• **PROBLEM STATEMENT**
Count lines, not occurrences: report how many lines in the records hold the string "instance", and nothing else.

※ ※ ※

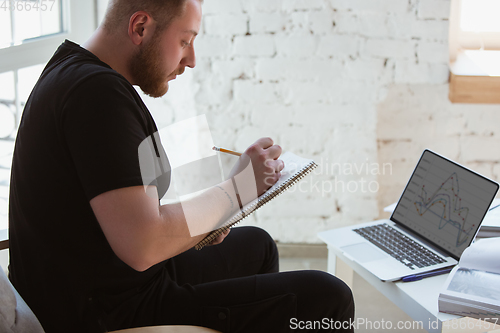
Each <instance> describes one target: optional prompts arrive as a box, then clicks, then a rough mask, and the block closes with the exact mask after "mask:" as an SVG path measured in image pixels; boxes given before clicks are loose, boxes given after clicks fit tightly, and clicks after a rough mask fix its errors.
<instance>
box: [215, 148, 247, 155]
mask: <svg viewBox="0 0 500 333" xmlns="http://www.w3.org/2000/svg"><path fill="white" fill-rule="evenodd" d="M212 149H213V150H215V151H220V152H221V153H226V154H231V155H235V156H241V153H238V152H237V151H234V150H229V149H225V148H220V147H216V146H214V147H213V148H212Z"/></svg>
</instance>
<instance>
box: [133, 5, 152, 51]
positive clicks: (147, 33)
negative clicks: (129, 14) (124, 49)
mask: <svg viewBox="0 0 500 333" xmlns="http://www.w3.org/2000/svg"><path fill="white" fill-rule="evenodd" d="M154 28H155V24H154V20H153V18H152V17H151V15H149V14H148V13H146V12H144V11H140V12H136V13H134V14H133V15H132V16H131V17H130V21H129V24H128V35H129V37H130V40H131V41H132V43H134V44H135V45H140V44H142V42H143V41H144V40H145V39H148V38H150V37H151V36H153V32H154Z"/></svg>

※ ※ ※

• **TASK ANSWER**
4